• [Task objective] Gather every line in the data below that contains the word "pine". Copy each of those lines unchanged.

• [Raw data]
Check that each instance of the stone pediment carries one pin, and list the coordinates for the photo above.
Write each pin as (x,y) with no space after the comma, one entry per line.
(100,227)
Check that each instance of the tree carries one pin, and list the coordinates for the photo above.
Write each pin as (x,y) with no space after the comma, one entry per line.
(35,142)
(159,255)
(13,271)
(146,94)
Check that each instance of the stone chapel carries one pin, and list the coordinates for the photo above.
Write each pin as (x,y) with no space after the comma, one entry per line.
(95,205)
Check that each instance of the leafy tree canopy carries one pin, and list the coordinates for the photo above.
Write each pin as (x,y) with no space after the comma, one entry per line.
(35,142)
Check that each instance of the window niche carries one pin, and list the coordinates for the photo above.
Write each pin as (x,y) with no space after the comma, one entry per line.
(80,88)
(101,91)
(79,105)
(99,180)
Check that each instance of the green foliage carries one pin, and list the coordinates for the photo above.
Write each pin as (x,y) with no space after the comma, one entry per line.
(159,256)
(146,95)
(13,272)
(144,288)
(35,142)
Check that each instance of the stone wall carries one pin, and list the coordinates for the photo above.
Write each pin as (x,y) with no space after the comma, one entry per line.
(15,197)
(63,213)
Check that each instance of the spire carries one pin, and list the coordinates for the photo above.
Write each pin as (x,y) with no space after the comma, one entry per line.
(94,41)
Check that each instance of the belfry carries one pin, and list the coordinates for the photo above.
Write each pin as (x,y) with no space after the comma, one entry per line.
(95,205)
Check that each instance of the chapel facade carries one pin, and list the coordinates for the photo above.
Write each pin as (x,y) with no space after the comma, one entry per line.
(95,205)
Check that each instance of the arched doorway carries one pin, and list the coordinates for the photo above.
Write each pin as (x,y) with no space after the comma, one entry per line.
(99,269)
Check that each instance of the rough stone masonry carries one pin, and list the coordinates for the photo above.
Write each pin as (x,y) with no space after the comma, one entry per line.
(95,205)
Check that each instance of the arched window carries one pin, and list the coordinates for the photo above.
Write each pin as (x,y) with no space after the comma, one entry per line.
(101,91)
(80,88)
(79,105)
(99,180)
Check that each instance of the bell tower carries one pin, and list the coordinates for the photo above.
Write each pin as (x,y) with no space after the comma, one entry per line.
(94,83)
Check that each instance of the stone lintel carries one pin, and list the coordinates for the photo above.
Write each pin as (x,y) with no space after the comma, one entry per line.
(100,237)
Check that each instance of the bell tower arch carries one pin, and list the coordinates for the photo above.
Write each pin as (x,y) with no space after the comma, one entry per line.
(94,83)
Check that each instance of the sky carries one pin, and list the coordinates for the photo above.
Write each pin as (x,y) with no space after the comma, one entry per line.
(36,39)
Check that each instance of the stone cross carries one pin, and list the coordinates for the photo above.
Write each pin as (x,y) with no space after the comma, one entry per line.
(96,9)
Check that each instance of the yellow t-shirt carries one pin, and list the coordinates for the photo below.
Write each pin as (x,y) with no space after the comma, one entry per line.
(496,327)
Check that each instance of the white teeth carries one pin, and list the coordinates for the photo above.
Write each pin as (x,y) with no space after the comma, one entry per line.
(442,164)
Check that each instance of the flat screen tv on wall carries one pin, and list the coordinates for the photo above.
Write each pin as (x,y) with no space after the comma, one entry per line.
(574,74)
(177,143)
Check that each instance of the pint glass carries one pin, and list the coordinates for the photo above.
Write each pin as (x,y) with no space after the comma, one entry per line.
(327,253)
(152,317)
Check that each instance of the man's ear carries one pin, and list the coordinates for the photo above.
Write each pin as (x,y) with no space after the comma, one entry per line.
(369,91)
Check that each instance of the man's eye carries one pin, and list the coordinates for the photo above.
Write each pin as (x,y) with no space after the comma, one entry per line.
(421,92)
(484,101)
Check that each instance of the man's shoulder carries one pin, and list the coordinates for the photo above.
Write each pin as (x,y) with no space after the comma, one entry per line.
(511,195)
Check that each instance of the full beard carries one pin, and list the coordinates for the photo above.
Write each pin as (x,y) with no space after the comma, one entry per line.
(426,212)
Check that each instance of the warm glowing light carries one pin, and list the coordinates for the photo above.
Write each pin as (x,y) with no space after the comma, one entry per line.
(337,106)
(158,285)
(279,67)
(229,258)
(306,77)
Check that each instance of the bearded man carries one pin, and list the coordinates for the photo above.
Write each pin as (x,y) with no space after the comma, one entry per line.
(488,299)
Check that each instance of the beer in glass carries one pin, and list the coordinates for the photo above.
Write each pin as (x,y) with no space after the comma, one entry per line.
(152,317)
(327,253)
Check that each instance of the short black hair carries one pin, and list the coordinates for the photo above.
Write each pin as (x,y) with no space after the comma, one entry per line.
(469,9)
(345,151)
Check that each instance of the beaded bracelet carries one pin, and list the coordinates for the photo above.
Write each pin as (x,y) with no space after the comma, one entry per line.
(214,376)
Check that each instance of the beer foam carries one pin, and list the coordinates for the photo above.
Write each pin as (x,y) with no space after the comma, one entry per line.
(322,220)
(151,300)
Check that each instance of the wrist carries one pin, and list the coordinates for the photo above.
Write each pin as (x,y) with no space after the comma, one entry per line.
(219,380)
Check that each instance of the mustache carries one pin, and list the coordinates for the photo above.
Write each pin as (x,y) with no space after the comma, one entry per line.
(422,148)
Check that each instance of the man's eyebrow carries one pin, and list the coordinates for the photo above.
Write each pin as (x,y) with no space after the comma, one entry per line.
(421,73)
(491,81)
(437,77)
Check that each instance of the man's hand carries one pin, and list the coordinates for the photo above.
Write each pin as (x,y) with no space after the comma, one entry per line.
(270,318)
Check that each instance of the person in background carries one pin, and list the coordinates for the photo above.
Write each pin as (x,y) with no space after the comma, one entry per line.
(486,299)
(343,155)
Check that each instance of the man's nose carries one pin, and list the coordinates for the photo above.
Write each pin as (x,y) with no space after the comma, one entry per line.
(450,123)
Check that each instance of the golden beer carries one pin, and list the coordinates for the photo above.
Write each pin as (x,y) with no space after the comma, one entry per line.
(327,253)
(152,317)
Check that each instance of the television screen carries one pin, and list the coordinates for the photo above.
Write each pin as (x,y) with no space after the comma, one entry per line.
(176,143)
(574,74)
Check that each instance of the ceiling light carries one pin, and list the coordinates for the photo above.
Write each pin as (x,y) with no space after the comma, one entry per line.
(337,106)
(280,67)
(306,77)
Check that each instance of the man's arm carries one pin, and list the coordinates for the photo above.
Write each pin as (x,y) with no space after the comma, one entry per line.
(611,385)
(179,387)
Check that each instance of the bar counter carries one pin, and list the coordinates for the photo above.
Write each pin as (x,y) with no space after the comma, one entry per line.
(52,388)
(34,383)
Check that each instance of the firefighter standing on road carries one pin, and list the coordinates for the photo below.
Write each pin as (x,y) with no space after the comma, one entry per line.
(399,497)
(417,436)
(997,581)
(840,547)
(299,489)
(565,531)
==
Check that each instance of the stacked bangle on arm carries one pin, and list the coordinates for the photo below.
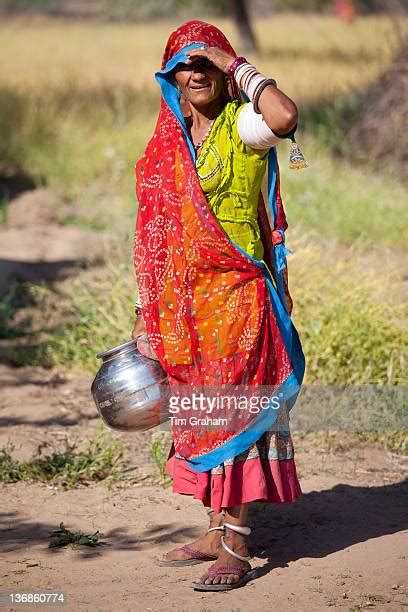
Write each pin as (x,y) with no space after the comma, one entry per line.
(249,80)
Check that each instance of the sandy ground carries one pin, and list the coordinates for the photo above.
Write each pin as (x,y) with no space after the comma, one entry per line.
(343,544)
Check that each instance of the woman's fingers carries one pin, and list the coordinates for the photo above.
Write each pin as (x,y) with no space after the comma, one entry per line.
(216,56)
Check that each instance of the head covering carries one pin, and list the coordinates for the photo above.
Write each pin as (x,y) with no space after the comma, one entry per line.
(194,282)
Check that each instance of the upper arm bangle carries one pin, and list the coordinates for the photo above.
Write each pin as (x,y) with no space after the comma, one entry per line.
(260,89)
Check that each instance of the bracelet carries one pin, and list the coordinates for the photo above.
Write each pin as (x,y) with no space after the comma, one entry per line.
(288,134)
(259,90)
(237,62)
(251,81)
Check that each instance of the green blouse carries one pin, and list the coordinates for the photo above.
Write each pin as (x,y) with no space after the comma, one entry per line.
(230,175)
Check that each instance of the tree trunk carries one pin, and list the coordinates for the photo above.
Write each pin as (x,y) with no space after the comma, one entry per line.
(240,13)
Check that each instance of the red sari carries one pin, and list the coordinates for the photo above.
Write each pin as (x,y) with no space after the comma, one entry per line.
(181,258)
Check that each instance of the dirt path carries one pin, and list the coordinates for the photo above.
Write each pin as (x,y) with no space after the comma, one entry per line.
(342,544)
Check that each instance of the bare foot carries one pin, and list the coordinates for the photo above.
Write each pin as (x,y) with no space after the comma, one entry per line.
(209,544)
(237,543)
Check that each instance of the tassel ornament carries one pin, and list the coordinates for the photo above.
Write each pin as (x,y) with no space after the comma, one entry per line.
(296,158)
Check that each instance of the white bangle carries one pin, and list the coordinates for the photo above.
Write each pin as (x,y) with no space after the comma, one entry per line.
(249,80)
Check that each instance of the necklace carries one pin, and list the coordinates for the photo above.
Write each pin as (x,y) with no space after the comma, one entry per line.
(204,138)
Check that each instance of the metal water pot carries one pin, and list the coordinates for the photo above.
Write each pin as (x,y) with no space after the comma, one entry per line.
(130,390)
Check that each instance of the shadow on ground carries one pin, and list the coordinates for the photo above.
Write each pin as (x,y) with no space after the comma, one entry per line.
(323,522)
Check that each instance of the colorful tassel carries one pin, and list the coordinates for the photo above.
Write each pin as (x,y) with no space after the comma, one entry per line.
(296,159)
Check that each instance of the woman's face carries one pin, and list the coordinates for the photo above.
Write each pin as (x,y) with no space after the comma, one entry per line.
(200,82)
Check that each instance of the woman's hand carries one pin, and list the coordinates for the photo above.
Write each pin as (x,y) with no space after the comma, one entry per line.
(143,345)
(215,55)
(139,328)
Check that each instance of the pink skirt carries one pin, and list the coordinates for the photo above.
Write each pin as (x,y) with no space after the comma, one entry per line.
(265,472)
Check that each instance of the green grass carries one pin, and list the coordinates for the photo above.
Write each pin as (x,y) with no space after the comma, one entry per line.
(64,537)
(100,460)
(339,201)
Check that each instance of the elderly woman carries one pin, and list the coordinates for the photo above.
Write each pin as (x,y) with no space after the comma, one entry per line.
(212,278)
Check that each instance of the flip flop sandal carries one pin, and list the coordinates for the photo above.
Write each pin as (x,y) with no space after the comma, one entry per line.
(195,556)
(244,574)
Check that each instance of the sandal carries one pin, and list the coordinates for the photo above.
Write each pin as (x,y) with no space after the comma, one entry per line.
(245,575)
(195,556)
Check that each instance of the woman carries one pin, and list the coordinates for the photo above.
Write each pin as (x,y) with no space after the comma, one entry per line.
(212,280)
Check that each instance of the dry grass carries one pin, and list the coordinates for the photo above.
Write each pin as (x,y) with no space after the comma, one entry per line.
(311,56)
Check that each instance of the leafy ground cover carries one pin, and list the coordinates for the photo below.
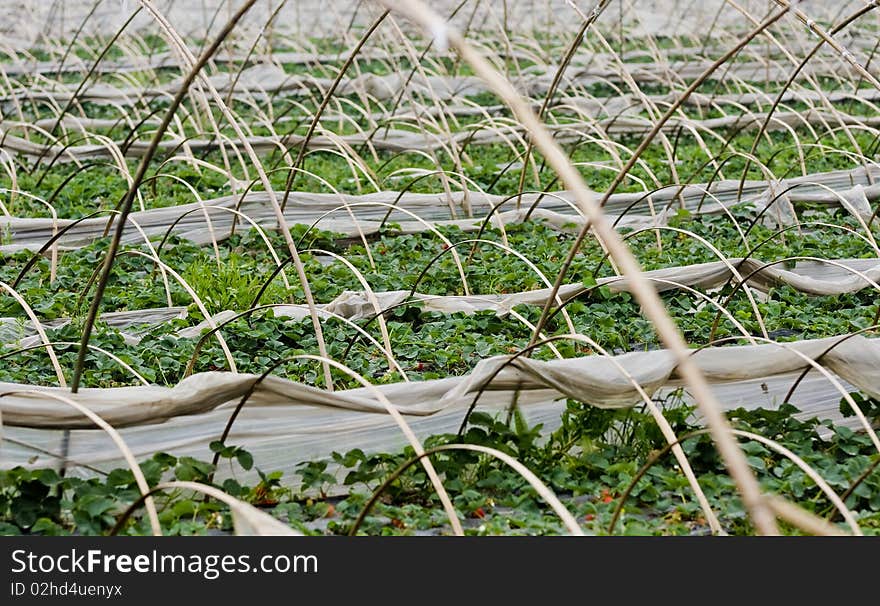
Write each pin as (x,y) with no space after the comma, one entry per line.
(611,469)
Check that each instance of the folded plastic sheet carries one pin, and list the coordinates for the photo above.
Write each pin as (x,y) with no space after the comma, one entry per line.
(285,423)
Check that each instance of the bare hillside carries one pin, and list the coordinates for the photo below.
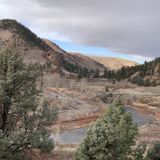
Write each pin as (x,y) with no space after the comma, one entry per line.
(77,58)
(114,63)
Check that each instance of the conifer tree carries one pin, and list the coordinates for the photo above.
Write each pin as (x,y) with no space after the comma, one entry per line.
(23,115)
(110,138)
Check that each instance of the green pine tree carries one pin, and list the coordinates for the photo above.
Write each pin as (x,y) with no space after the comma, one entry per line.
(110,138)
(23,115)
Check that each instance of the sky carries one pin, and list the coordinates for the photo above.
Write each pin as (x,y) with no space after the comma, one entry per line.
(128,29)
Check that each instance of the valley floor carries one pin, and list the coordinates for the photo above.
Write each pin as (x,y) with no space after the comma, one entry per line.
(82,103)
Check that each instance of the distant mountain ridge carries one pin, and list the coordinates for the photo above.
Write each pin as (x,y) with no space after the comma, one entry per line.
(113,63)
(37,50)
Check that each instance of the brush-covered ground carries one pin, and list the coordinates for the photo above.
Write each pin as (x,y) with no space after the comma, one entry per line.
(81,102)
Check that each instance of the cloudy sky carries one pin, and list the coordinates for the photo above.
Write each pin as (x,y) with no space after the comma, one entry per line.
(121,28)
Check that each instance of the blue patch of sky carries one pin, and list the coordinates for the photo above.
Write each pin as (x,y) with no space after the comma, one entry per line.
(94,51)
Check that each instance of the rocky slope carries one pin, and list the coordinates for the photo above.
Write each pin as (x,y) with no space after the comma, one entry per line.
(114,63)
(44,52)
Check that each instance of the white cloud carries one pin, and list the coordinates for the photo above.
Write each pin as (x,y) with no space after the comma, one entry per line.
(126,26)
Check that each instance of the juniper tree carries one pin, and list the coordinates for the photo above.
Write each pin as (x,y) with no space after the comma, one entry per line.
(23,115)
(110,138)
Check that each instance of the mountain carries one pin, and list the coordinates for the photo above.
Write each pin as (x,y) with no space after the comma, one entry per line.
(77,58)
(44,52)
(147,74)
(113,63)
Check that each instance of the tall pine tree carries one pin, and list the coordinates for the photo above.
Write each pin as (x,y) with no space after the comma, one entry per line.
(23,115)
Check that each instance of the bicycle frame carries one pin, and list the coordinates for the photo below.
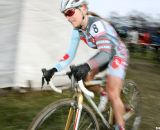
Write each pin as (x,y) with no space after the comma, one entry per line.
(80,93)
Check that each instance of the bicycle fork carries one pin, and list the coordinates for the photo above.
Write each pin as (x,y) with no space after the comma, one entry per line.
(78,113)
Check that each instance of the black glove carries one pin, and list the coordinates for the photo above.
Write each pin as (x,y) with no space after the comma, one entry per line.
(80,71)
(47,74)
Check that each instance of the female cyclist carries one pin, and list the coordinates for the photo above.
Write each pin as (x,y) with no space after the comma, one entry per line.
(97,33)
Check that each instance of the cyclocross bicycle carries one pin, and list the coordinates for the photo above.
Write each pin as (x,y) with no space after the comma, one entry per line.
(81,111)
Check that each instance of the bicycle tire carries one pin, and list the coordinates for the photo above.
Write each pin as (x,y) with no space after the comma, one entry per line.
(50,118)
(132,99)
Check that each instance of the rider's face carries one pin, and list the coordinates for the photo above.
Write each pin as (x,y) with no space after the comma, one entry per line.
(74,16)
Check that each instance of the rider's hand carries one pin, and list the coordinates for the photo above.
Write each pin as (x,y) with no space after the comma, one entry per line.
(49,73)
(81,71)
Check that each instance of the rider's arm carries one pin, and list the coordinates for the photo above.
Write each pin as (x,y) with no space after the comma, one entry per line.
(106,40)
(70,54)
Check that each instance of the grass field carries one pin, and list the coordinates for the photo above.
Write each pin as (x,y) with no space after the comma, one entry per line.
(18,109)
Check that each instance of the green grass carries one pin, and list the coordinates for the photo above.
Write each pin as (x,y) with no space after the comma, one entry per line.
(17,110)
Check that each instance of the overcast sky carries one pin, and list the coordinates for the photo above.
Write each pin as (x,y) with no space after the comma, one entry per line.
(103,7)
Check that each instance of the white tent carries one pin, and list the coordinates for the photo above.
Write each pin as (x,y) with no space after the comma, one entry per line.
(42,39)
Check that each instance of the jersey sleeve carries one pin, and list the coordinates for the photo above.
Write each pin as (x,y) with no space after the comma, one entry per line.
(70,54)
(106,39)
==
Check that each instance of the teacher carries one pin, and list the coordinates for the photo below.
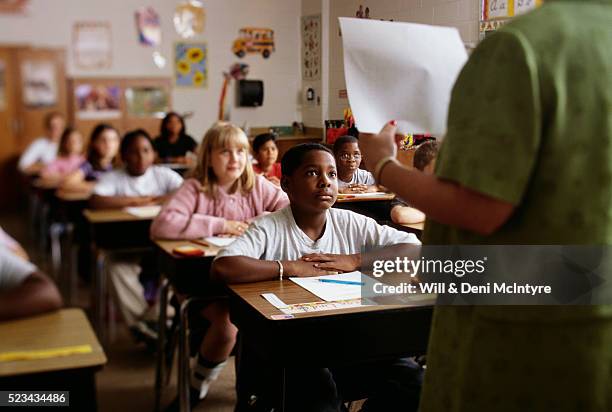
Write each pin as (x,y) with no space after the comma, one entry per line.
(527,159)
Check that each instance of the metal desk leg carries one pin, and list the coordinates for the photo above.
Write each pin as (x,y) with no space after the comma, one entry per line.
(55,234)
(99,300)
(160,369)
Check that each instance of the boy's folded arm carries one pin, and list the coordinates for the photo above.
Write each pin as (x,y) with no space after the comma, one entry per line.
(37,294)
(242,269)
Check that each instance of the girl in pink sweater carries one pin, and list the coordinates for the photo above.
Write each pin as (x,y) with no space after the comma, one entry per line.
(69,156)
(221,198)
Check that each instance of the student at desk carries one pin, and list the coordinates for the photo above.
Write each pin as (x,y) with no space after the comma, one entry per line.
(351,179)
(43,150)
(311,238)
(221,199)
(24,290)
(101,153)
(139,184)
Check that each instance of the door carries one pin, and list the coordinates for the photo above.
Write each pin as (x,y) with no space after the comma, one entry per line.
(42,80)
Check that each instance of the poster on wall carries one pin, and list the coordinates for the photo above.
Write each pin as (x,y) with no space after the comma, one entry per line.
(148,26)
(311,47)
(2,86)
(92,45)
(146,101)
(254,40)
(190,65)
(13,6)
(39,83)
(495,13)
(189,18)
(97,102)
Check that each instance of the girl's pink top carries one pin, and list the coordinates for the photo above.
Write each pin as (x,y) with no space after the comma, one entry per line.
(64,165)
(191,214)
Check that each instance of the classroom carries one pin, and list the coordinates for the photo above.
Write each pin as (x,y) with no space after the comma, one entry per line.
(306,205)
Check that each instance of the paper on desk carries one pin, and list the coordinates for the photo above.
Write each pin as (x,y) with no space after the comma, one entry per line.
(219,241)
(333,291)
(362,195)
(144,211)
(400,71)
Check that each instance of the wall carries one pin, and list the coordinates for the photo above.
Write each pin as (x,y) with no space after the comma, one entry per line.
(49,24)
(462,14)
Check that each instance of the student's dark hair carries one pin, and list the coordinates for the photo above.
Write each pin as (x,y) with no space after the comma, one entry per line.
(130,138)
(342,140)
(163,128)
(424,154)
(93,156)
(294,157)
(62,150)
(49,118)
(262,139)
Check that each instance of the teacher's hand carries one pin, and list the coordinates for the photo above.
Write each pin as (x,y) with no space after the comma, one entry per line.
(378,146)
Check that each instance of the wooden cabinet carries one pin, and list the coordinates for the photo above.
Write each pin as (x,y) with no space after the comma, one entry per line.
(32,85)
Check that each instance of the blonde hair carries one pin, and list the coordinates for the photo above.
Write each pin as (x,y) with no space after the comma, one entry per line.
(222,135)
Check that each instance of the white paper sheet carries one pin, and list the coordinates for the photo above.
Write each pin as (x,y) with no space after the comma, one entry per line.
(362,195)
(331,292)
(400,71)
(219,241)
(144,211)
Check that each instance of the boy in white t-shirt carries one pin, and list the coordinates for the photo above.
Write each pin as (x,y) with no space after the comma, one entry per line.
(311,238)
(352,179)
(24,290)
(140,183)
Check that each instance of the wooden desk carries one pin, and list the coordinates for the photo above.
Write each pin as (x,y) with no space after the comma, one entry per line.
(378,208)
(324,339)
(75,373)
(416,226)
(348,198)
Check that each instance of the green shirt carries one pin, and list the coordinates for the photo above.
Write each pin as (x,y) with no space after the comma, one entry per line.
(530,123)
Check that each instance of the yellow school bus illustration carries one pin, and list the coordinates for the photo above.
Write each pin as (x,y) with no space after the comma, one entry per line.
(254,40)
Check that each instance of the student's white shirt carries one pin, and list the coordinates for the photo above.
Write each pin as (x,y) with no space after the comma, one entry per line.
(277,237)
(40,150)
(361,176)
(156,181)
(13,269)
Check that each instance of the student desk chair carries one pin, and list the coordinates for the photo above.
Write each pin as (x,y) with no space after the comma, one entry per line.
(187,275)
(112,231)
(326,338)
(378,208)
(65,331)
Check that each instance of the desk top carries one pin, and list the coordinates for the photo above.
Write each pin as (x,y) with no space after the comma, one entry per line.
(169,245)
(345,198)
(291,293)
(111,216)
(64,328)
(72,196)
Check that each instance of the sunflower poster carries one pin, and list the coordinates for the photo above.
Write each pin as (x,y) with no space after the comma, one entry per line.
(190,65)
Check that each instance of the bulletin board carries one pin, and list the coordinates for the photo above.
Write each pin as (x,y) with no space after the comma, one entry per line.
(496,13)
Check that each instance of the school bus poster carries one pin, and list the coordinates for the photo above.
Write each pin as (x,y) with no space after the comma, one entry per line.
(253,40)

• [Reply to the exercise]
Check that each instance of the green pine tree carries one pin, and list the coordinates for the photo above.
Check that each instance of the tall pine tree carries one pin, and list the coordinates for the photo above.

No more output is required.